• [INSTRUCTIONS TO FOLLOW]: Output all of the entries exactly as written.
::::
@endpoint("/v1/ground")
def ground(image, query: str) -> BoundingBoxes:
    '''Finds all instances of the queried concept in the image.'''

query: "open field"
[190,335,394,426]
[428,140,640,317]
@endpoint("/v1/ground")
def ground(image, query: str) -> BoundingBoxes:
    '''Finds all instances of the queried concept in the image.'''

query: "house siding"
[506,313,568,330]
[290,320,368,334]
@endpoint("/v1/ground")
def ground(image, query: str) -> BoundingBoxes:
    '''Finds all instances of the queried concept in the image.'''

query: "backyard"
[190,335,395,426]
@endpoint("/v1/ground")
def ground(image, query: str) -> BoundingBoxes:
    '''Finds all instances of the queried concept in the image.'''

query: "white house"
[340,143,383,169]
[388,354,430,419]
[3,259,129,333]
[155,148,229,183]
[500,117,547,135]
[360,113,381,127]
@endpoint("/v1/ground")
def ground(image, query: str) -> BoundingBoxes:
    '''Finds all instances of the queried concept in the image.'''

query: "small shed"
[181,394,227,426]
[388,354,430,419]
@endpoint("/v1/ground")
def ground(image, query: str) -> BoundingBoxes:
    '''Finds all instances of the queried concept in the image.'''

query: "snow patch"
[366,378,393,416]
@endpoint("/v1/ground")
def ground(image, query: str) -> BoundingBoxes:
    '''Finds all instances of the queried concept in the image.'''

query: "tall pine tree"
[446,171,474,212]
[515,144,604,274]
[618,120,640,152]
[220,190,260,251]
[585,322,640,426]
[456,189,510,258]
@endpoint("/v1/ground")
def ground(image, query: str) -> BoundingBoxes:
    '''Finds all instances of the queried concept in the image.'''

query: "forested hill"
::::
• [COMPLETED TASK]:
@endpoint("/v1/ground")
def ground(image, query: str) -> BoundingBoxes:
    '''Finds all instances of the queried concept in the image.'''

query: "open field"
[190,335,394,426]
[428,140,640,317]
@endpoint("/v1/ground")
def ground(image, query: str) -> BoundingBoxes:
    '''Finds all instances of the queried concept in the image.'''

query: "house siding"
[506,313,568,330]
[290,320,368,334]
@endpoint("/v1/ground")
def ground(image, query: str) -> BoundingBoxes:
    '''Finds all instances of the queried concept in the image.'''

query: "backyard"
[190,335,395,426]
@endpoint("/v1/ground")
def ground(image, query: str) -> BoundingBoxes:
    '''Finds all instances of the queried concept in the image.'''

query: "white house"
[340,143,383,169]
[388,354,430,419]
[3,259,129,333]
[155,148,229,183]
[500,117,547,135]
[360,113,381,127]
@endpoint("/v1/ground")
def ground(image, query: str) -> BoundingBoxes:
    '''Finds all instances of the queried concept in the image.'''

query: "small shed"
[181,394,227,426]
[388,354,430,419]
@endpoint("/v1/ground")
def ground(image, query: str) -> BoundingBoxes:
    '''Finds all instances of the queried concept in the image.'''

query: "snow patch"
[366,378,393,416]
@endpoint("/v1/ground")
def ground(image, query: str) -> BoundingBoxes:
    '''Finds all instances of the queried concept in the image.'''

query: "tall pine tree"
[446,171,474,212]
[515,144,604,274]
[618,120,640,152]
[220,190,260,251]
[585,322,640,426]
[456,189,510,258]
@endpoint("/v1/ground")
def ground(image, query: str) -> BoundingBoxes:
    '''Finds all instances of the queried concept in the image.'''

query: "forested hill"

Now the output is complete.